Set tasks
1: List every U.S. patent number cited in the tank patent excerpt, each with the inventor it names.
2: Print the passage of the tank patent excerpt between "22. A prestressed" and "and preclude leaking.", inclusive.
3: Proceed with the tank patent excerpt, picking up after its final sentence.

11. A tank as set forth in claim 10, wherein said wall includes a layer of
cementitious material on each side of the diaphragm.
12. A tank as set forth in claim 10, wherein said wall includes a layer of
cementitious material on at least one side of the diaphragm.
13. A tank as set forth in claim 12, wehrein said wall includes a layer of
cementitious material on each side of the diaphragm.
14. A prestressed tank as set forth in claim 10, wherein said channels are
essentially square in cross-sectional configuration.
15. In a method of constructing a prestressed composite tank comprising a
wall including a substantially vertical diaphragm extending around a
storage area, the steps of:
forming a plurality of elongated panels having an interlocking joint
portion at each longitudinally extending edge thereof;
erecting said panels so as to extend vertically in side-by-side
relationship at the periphery of said area to present said diaphragm, said
joint portions being configured so that the adjacent edge portions of each
pair of side-by-side panels interlock to assist in holding the panels
together during said erection step and to present a hollow channel
extending the entire vertical extent of the interlocked panels, said
channel being completely enclosed and surrounded by said edge portions to
thereby resist damage and exclude contamination therefrom; and
filling each of said channels with an initially fluid sealant material and
thereafter allowing said sealant material to harden in said channels to
present water impervious joints.
16. A method of constructing a tank as set forth in claim 15, wherein is
included the step of applying a cementitious material to one side of said
diaphragm.
17. A method of constructing a tank as set forth in claim 16, wherein is
included the step of applying a cementitious material to both sides of
said diaphragm.
18. A method as set forth in claim 15, wherein is included the step of
taping each of said interlocked pairs of adjacent edge portions with a
vertically extending length of tape on one side of said diaphragm.
19. A method of constructing a tank as set forth in claim 18, wherein is
included the step of applying a cementitious material to said one side of
said diaphragm.
20. A method as set forth in claim 15, wherein is included the step of
taping each of said interlocked pairs of adjacent edge portions with a
respective vertically extending length of tape on each side of said
diaphragm.
21. A method of constructing a tank as set forth in claim 20, wherein is
included the step of applying a cementitious material to both sides of
said diaphragm.
22. A prestressed tank as set forth in claim 15, wehrein said panels are
formed from light gauge steel and said edge portions are formed by
bending.
23. A prestressed tank as set forth in claim 22, wherein said channels are
essentially square in cross-sectional configuration.
Description
FIELD OF THE INVENTION
The present invention relates to prestressed composite tanks having
improved water imperviousness characteristics and their construction and,
more particularly, to improved vertical joints for joining the diaphragm
panels of such tanks to facilitate construction and preclude leaking.
DESCRIPTION OF THE PRIOR ART
The present invention is particularly useful in connection with prestressed
composite tanks of the sort described in Letters U.S. Pat. No. 2,370,780
to Crom, in Letters U.S. Pat. No. 3,822,520 to Crom and in Letters U.S.
Pat. No. 4,843,778 to Puder, each of which is owned by the assignee of the
present application. The entireties of the disclosures of the U.S. Pat.
Nos. '780, '520 and '778 are also hereby specifically incorporated herein
by reference.

Listed entries
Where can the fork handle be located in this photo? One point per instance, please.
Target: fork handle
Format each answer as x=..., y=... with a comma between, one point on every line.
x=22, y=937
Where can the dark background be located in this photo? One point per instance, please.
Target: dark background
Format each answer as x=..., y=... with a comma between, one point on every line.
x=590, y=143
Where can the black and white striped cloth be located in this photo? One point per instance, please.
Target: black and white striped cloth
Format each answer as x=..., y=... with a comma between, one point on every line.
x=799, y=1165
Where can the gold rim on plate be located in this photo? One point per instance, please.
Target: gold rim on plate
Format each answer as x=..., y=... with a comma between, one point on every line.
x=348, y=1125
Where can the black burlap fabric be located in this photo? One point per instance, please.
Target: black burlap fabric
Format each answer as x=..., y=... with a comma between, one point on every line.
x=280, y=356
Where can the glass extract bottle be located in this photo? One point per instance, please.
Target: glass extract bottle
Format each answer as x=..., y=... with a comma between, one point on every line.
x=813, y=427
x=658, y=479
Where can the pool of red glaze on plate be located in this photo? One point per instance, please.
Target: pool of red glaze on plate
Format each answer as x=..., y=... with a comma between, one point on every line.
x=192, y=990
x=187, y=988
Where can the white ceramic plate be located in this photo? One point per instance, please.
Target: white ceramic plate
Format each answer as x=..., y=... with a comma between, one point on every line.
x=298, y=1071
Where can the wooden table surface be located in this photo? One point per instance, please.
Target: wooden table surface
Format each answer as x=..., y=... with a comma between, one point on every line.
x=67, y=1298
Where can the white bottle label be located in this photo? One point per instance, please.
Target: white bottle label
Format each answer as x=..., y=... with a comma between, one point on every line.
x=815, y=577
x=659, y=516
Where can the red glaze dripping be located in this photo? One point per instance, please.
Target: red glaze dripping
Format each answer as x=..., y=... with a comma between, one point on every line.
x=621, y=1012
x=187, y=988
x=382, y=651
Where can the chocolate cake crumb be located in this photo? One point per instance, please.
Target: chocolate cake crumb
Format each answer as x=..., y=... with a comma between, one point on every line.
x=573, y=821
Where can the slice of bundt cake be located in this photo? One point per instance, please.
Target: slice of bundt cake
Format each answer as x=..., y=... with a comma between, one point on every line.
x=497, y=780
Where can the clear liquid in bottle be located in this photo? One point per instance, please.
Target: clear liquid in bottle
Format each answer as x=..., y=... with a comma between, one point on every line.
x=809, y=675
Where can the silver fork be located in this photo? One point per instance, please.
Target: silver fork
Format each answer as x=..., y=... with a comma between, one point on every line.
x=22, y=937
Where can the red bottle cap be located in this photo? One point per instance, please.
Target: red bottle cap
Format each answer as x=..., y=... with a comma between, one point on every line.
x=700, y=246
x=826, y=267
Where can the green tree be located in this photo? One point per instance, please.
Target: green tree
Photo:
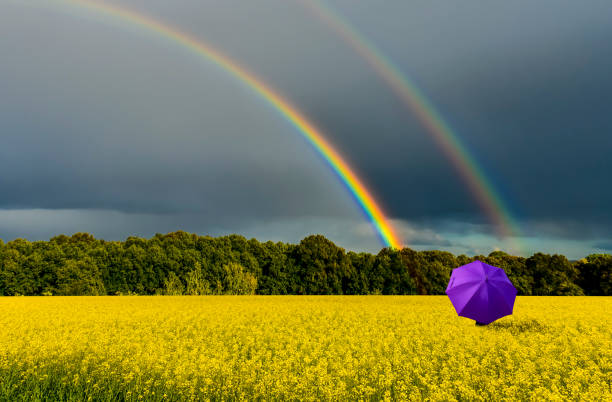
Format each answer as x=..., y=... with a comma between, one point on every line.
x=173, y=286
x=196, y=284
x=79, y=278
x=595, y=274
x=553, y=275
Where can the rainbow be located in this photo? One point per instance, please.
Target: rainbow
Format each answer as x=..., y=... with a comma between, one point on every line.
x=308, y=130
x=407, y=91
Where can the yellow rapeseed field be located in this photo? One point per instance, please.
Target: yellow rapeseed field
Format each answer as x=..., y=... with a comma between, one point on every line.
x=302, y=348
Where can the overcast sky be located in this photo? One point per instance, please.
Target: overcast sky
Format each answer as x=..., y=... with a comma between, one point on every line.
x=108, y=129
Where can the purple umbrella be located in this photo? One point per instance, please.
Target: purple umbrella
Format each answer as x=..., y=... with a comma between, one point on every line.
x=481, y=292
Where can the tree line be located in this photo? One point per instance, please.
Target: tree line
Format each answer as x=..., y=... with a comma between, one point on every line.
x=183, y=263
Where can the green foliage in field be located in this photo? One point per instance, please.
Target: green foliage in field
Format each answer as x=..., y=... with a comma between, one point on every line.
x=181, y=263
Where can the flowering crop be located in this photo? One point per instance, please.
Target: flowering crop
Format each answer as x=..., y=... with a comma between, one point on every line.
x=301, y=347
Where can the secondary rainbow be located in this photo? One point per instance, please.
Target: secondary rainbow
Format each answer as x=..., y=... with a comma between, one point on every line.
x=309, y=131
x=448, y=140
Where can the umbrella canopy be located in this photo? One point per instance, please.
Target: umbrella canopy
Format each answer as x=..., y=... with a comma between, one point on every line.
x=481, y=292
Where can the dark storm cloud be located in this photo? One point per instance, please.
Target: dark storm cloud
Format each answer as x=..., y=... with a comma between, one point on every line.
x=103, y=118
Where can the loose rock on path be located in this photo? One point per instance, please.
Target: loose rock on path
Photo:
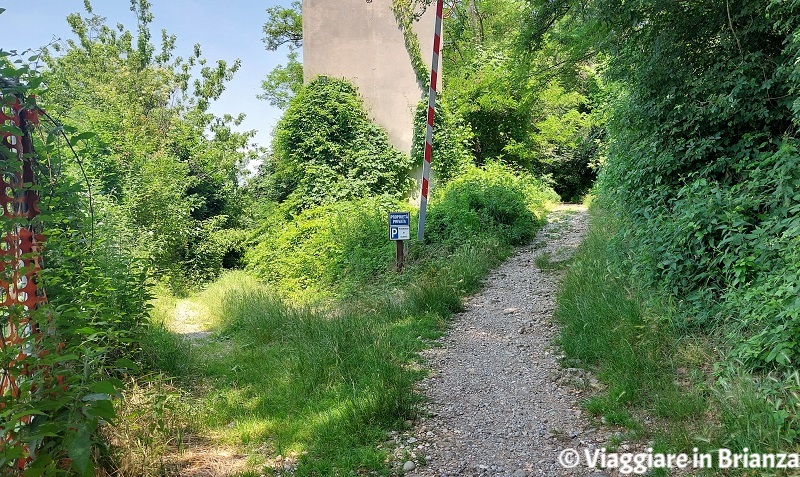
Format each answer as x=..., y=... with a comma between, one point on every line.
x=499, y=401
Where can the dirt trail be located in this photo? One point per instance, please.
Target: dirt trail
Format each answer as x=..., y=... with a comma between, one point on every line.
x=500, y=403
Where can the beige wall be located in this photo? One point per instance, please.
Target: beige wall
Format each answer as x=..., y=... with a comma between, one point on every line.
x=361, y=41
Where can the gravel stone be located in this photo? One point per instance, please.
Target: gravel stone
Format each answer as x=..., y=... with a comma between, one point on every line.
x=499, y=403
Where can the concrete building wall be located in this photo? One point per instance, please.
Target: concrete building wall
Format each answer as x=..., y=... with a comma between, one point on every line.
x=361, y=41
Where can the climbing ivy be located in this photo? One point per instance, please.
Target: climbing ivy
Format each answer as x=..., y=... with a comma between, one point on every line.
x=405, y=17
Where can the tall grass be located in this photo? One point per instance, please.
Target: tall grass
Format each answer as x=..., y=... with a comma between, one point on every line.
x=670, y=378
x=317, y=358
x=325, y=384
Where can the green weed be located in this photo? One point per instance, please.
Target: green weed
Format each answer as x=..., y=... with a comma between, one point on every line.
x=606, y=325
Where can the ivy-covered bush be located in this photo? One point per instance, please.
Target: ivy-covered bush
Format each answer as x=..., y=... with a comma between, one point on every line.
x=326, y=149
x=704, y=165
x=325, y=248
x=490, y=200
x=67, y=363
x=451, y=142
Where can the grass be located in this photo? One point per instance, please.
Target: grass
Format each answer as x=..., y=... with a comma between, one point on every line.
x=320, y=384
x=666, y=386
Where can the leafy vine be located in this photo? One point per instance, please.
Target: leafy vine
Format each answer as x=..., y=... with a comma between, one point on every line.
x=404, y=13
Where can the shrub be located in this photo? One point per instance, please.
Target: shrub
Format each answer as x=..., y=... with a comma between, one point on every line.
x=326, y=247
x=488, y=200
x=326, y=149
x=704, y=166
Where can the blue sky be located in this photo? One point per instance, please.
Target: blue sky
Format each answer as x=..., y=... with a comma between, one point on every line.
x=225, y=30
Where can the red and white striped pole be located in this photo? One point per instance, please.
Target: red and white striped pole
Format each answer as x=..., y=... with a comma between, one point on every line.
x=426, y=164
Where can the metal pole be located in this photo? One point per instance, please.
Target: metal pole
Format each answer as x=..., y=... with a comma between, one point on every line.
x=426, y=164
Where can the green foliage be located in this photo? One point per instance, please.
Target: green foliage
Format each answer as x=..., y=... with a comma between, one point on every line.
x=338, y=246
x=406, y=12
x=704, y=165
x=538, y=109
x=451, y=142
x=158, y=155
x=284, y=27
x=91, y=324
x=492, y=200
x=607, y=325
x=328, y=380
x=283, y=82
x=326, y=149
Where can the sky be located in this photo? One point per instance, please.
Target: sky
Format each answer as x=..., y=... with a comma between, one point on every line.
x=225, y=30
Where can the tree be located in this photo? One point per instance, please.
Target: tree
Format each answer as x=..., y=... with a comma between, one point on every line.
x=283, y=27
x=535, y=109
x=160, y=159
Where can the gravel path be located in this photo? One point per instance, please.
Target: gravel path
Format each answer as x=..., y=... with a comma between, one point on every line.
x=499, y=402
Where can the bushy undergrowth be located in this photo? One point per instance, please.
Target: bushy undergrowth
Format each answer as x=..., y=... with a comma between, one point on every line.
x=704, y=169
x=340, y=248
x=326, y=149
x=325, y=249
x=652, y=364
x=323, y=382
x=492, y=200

==

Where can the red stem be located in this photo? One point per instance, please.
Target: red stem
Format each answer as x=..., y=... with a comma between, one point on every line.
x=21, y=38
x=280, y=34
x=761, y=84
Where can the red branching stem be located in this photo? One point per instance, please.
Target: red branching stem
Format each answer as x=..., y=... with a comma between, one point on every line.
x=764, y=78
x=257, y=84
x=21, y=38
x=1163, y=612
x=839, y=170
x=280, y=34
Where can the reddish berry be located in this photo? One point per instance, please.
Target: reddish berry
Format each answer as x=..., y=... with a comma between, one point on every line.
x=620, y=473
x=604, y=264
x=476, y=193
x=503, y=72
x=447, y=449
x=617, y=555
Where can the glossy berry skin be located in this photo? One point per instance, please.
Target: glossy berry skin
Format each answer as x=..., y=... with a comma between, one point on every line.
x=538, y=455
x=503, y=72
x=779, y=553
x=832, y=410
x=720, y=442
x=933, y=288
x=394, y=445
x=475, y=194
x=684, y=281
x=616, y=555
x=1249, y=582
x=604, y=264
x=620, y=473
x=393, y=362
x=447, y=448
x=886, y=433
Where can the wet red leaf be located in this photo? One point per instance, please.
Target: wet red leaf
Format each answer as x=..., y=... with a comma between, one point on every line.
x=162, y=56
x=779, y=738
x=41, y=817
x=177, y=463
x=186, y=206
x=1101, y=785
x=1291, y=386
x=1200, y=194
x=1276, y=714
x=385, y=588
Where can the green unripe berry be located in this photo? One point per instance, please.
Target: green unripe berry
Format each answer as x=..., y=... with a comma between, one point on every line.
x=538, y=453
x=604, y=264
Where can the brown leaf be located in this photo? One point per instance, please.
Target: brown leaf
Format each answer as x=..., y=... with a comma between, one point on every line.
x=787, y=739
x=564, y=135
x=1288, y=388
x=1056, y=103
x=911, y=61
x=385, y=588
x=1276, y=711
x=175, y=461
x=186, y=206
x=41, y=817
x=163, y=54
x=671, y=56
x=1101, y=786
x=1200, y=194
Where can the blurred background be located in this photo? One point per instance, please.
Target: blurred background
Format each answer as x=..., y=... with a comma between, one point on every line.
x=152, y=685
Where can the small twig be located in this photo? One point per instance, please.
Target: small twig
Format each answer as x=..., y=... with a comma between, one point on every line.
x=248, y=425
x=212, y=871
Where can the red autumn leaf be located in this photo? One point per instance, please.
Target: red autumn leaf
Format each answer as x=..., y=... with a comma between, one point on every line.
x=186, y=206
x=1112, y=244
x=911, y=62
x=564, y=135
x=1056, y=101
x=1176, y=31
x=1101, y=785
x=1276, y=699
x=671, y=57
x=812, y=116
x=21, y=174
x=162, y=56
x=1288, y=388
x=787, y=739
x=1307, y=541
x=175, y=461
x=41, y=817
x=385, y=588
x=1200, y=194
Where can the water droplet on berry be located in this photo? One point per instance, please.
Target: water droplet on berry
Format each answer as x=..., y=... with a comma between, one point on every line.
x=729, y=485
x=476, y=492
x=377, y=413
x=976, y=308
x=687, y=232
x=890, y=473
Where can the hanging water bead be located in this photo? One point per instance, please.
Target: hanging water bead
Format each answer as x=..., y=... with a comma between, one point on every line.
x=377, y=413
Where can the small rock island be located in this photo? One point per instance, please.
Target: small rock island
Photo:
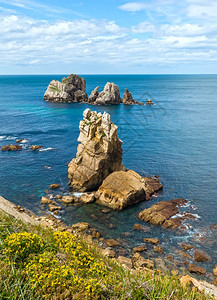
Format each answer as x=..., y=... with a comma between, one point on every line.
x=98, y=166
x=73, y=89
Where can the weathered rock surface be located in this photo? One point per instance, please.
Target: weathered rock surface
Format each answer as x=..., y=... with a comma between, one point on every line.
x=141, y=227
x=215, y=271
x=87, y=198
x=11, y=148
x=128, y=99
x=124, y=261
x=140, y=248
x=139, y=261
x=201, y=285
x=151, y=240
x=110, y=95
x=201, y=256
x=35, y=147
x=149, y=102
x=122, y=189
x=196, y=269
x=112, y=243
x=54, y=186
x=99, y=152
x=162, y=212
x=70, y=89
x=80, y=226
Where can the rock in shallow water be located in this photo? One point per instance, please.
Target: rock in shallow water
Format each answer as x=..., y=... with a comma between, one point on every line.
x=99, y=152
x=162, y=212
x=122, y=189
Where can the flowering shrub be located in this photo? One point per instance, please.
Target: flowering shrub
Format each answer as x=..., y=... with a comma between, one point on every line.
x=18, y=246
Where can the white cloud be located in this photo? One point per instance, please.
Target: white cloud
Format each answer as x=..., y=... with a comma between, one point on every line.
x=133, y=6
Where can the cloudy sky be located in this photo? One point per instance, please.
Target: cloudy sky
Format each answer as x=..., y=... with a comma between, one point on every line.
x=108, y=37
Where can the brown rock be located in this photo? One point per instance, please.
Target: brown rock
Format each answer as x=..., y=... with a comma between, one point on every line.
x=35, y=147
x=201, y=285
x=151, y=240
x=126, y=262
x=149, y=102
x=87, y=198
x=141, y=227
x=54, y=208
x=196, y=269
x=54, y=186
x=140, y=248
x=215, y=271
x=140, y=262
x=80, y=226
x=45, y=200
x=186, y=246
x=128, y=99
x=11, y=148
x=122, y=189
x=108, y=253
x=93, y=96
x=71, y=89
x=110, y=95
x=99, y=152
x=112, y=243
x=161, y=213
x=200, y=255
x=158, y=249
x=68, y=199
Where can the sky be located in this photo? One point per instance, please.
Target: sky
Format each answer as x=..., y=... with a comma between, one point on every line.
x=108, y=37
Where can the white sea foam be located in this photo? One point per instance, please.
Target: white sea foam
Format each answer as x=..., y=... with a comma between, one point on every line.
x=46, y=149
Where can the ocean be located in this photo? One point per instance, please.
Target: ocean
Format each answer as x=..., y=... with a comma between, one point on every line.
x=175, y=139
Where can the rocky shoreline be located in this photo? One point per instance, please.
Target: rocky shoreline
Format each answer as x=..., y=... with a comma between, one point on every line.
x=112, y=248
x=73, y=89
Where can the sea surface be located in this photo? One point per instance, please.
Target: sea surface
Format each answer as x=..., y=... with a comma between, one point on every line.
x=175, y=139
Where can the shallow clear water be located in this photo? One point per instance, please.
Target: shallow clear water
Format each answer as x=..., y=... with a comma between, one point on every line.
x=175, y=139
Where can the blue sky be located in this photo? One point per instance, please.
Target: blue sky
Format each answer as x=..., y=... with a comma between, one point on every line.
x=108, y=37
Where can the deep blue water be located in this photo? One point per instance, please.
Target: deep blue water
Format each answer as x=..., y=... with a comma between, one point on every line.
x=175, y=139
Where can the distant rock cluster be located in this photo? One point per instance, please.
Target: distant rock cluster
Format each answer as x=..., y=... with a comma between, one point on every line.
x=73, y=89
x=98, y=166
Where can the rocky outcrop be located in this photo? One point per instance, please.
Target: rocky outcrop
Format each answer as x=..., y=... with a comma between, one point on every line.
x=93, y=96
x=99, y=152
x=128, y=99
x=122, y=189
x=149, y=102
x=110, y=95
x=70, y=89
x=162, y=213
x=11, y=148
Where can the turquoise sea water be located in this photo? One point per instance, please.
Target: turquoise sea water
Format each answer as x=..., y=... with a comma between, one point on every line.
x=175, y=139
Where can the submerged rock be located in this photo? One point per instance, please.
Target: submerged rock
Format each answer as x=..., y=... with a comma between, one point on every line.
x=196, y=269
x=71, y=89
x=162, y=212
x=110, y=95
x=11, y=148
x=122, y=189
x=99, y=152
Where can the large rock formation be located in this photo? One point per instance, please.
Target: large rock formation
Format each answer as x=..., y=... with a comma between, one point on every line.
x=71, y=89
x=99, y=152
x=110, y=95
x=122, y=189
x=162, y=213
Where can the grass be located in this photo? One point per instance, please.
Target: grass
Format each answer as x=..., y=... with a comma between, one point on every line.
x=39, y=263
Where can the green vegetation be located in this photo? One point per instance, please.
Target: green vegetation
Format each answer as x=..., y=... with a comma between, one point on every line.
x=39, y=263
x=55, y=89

Response list
1:
2,370,780 (Crom)
3,822,520 (Crom)
4,843,778 (Puder)

2:
22. A prestressed tank as set forth in claim 15, wehrein said panels are
formed from light gauge steel and said edge portions are formed by
bending.
23. A prestressed tank as set forth in claim 22, wherein said channels are
essentially square in cross-sectional configuration.
Description
FIELD OF THE INVENTION
The present invention relates to prestressed composite tanks having
improved water imperviousness characteristics and their construction and,
more particularly, to improved vertical joints for joining the diaphragm
panels of such tanks to facilitate construction and preclude leaking.

3:
Tanks of the sort disclosed in the U.S. Pat. Nos. '780, '520 and '778 are
widely used for storage of liquids and for similar purposes and normally
include a light gauge steel shell diaphragm that is encased in layers of
cementitious material such as shotcrete. While these tanks have become
known as prestressed concrete tanks, the term concrete is used generically
and in practice includes shotcrete (which may contain small rocks). The
cementitious material that is utilized in connection with the present
invention generally consists of a mixture of cement, sand and water,
although small rocks might be incorporated into the mixture so long as the
same are small enough to flow through the nozzle of the gun.
With the exception of the elongated tanks disclosed in the U.S. Pat. No.
'778, known prestressed composite tanks have generally been of circular
construction. Thus, after the steel shell is encased in layers of a
cementitious material, the outer periphery may be wrapped with
prestressing wire which, after tightening, is enclosed by a cover coating
of shotcrete. Stretching or tightening of the wire imposes centripetal
forces on the wall of the tank and thus, due to the circular configuration
of the wall, the entire wall is placed into circumferential compression.
Generally speaking, the shell or diaphragm is constructed of a plurality of
side-by-side panels which are fastened together by some sort of vertical
joint. Prior to the development of the pumped joint methodology of the
U.S. Pat. No. '520, the joints often were in the form of hook joints which
were sealed with a mastic or caulking compound. Such sealing operations
were not always successful and the tanks occasionally leaked. The pumped
joint method of the U.S. Pat. No. '520 provides a much better seal;
however, the method requires a great deal of labor and added expense for
equipment and supplies. Moreover, a great deal of care is required to
avoid damage to the diaphragm joint since the joints are pumped after the
concrete is applied to the opposite sides of the diaphragm.
Prior art pumped joints, of the sort described in the U.S. Pat. No. '520,
for example, have generally been characterized by the incorporation of a
pair of spaced or flared surfaces which present an opening therebetween.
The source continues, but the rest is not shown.